__THE PROBLEM__. Your answer should consist of the complete listing, repeated verbatim.

__DATA EXCERPTS__.
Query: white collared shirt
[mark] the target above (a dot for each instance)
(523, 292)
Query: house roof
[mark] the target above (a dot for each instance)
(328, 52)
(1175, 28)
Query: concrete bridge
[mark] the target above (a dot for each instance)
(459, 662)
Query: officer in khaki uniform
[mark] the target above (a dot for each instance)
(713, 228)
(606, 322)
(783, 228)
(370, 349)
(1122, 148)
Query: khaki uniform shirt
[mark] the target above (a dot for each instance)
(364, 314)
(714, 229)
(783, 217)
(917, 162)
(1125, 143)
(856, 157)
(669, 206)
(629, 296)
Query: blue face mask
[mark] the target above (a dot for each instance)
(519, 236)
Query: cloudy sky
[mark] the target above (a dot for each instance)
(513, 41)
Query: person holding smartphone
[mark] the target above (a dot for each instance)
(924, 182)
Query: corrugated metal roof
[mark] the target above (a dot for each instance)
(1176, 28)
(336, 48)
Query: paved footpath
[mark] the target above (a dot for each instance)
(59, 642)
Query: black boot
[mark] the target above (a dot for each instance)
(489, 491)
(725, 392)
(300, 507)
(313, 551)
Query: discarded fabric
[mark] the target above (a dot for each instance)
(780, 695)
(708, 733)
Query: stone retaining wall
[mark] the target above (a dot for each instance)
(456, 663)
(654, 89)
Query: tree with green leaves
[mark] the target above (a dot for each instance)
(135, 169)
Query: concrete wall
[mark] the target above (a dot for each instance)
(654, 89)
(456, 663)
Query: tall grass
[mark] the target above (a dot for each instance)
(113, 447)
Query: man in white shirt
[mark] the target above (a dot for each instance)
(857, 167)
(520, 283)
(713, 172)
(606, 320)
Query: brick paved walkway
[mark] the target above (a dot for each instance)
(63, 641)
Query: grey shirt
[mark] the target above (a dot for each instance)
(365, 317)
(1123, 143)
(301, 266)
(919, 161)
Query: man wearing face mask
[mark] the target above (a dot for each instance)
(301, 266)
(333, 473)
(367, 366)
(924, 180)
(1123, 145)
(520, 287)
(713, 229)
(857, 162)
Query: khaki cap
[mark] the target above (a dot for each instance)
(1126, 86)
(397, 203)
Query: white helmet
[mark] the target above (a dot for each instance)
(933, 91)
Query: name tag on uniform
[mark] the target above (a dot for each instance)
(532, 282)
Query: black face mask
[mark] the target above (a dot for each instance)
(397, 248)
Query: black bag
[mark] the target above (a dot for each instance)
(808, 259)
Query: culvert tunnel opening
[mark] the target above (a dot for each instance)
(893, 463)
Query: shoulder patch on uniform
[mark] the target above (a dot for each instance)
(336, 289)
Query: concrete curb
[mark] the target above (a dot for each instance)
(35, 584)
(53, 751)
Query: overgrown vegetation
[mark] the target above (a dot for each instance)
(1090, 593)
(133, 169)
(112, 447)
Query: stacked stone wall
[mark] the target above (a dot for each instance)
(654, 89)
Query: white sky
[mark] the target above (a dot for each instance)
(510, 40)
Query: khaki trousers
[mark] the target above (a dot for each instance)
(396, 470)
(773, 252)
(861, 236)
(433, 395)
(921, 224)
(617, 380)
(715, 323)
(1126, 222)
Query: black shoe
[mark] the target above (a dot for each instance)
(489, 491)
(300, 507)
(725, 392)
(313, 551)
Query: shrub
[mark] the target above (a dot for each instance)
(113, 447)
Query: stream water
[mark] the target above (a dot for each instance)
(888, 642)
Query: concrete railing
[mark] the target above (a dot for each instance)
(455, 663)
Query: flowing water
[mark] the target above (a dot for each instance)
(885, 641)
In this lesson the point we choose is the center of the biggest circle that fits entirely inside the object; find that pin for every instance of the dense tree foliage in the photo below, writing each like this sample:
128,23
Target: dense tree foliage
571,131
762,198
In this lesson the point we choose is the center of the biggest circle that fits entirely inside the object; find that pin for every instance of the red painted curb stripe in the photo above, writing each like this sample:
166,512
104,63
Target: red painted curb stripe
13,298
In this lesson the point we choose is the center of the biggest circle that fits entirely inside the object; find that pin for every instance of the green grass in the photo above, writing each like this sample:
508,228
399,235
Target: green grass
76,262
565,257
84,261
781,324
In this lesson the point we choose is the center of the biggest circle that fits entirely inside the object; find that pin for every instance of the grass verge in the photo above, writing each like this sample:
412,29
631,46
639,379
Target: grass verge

__SOLUTION TO THIS TASK__.
Query: white collared shirt
[mark] the target above (a dot for each instance)
(523, 292)
Query: house roof
[mark] the target above (a dot for each instance)
(328, 52)
(1175, 28)
Query: concrete bridge
[mark] the target above (a dot for each instance)
(459, 662)
Query: officer in khaki uniform
[mark] the target above (a dot for each instance)
(713, 228)
(606, 322)
(783, 228)
(370, 349)
(1122, 148)
Query: khaki uniform shirt
[mark] the target above (a dot for each instance)
(364, 314)
(714, 229)
(783, 217)
(917, 162)
(1125, 143)
(856, 157)
(669, 206)
(629, 296)
Query: blue face mask
[mark] the target above (a dot for each instance)
(519, 236)
Query: cloudy sky
[mark] the target above (a dot for each instance)
(513, 41)
Query: person holding smartphone
[mark] the target above (a dot for each instance)
(924, 182)
Query: corrugated metal roof
[mark] the target above (a dot for each instance)
(1176, 28)
(336, 48)
Query: paved footpath
[mark] the target above (a dot for each instance)
(59, 642)
Query: black boot
[mark] the target above (a dot for each instance)
(489, 491)
(725, 392)
(300, 507)
(313, 551)
Query: discarded fabric
[mark] the target above (a dot for each instance)
(780, 695)
(708, 733)
Query: stone retaining wall
[mark] the target above (a dot for each instance)
(456, 663)
(654, 89)
Query: tree with green leaves
[mark] the target above (a dot for each instance)
(135, 169)
Query: concrete wall
[mark] the target above (a dot for each instance)
(654, 89)
(456, 663)
Query: tall grass
[mark] the target above (a dot for each instance)
(113, 447)
Query: man in white shirt
[mark] the target above (a dot for each instance)
(857, 167)
(520, 283)
(713, 172)
(606, 320)
Query: brick paved walkway
[mark] the target above (a dot for each instance)
(63, 641)
Query: grey shirt
[mark] the target above (a dot for each instance)
(365, 317)
(1123, 143)
(301, 266)
(919, 161)
Query: man wearing face mask
[mark] the target above (a dot for each instance)
(301, 266)
(333, 473)
(367, 366)
(924, 180)
(1123, 145)
(520, 287)
(713, 229)
(857, 162)
Query: khaki cap
[mark] the target above (a dot for each instance)
(1126, 86)
(397, 203)
Query: white helmet
[mark] the target above (a dot for each instance)
(933, 91)
Query: name tag on uniform
[mark] the target above (a dot for each instance)
(532, 282)
Query: black face mask
[mark] the target above (a dot for each instance)
(397, 248)
Query: black bag
[mark] the target above (a dot for each instance)
(808, 259)
Query: culvert tunnel opening
[mark] the target above (a dot for each instance)
(893, 463)
Query: shoulder patch on uniform
[mark] the target above (a dot for each instance)
(336, 289)
Query: concrete curb
[mark] the target above (a dot for each instance)
(35, 584)
(53, 751)
Query: overgrown vegetation
[mark] the target above (a dot for each instance)
(1090, 593)
(133, 169)
(112, 447)
Query: stacked stone wall
[mark] the target above (a dot for each instance)
(654, 89)
Query: white sky
[mark] the target above (a dot for each instance)
(510, 40)
Query: khaki trousers
[mark] the target above (a dot for each instance)
(396, 470)
(773, 252)
(861, 236)
(433, 395)
(921, 224)
(617, 380)
(715, 323)
(1126, 222)
Query: black shoe
[mark] the target above (a dot for each instance)
(489, 491)
(300, 507)
(725, 392)
(313, 551)
Query: shrub
[mark] the target above (a dot for each instance)
(113, 447)
Query: stream water
[mark] the target above (a dot for each instance)
(888, 642)
Query: concrete railing
[mark] the target above (a dot for each instance)
(455, 663)
Query: flowing water
[mark] the target above (a dot for each instance)
(885, 641)
In this lesson the point we choose is the center of the biggest circle that fits entirely inside the object; find that pin for every instance of the dense tree foliage in the photo below, writing each like this sample:
128,23
Target: dense tree foliage
571,131
762,198
In this lesson the point we choose is the center of the biggest circle that fits entirely inside the object; find that pin for every instance of the red painted curb stripe in the photo above, writing each like this sample:
166,512
104,63
Target: red painted curb stripe
13,298
In this lesson the point we choose is the center of the biggest circle that fits entirely inside the object; find that pin for every instance of the green grass in the photo above, writing each like this sample:
508,228
399,235
Target: green grass
76,262
565,257
84,261
781,324
In this lesson the point we choose is the center of the biggest circle that fits entirely inside the object; find that pin for every instance of the grass verge in the photo above, writing each like this sample:
412,29
631,46
639,379
Target: grass verge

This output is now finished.